GIVEN INSTRUCTION: Lay out each line of the records below as a Markdown table with the columns "No." and "Line," numbering the rows and skipping blank lines. Leave the pictures out of the table.
— Start of MATERIAL PROVIDED —
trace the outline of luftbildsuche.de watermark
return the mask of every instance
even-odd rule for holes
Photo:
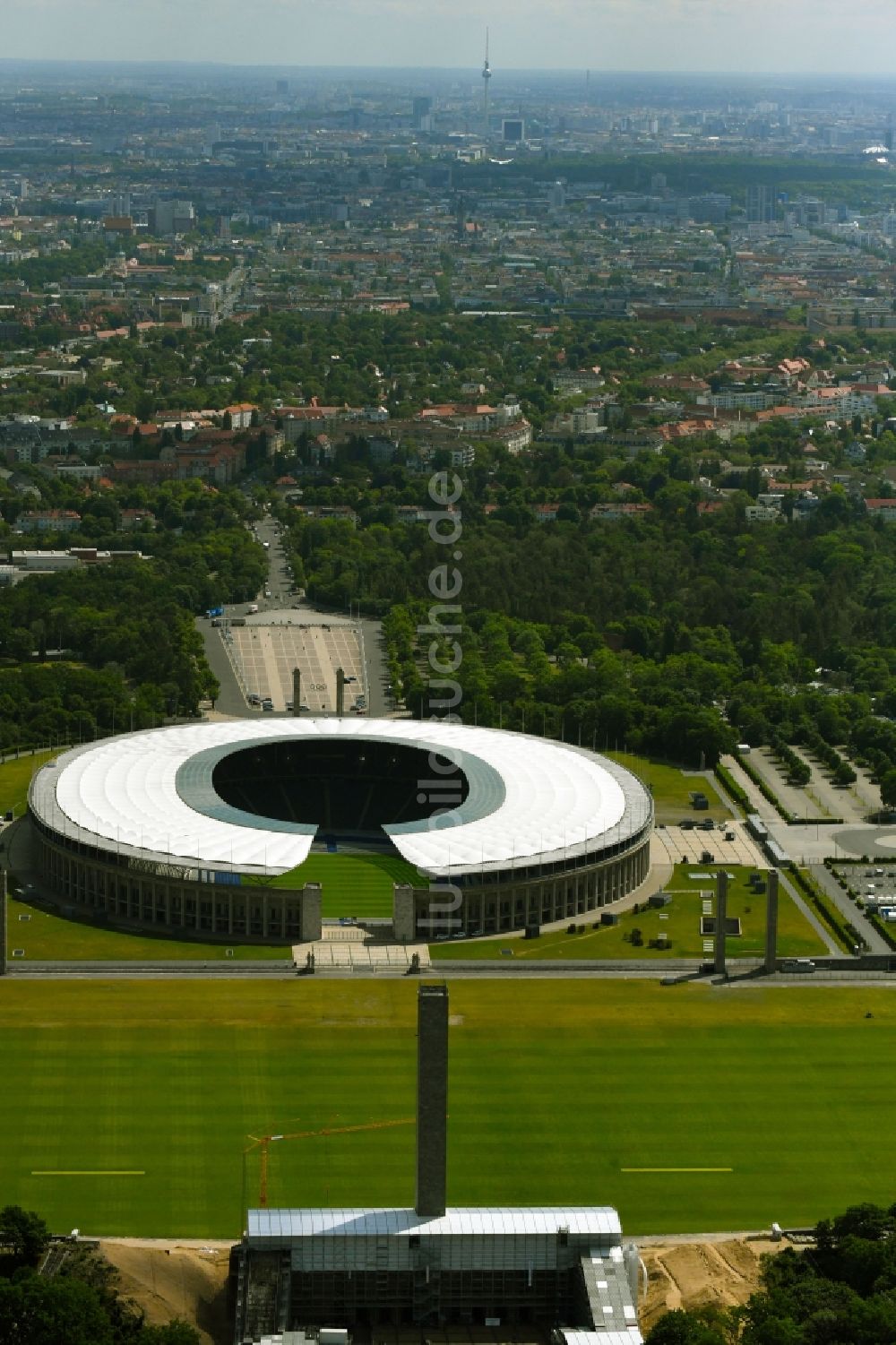
[[[459,542],[463,535],[459,500],[463,483],[456,472],[435,472],[429,479],[429,499],[436,506],[426,510],[429,537],[445,547],[445,560],[435,565],[428,578],[429,607],[425,625],[417,627],[420,640],[429,636],[426,651],[428,677],[421,707],[421,718],[441,724],[463,724],[460,702],[463,690],[457,671],[463,662],[460,638],[463,576],[457,562],[463,560]],[[456,810],[463,800],[463,773],[451,757],[431,752],[426,763],[429,776],[417,781],[417,803],[429,807],[429,827],[439,830],[457,823]],[[429,936],[451,933],[460,928],[460,889],[451,881],[451,865],[444,878],[429,882],[426,927]]]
— End of MATERIAL PROVIDED —
REPLY:
| No. | Line |
|---|---|
| 1 | trace the outline of luftbildsuche.de watermark |
| 2 | return the mask of every instance |
| 3 | even-odd rule for holes |
| 4 | Photo: |
| 5 | [[[459,542],[463,535],[459,500],[463,483],[456,472],[435,472],[429,479],[429,499],[436,506],[426,510],[429,537],[445,547],[445,560],[435,565],[428,578],[429,607],[425,625],[417,627],[420,640],[429,636],[426,651],[428,677],[421,707],[421,718],[441,724],[463,724],[460,702],[463,690],[457,671],[463,662],[460,638],[463,576],[457,562],[463,560]],[[456,810],[463,800],[463,773],[451,757],[431,752],[426,763],[429,776],[417,781],[417,803],[429,807],[429,827],[439,830],[457,823]],[[429,936],[451,933],[460,928],[460,889],[451,881],[451,865],[444,878],[429,882],[426,927]]] |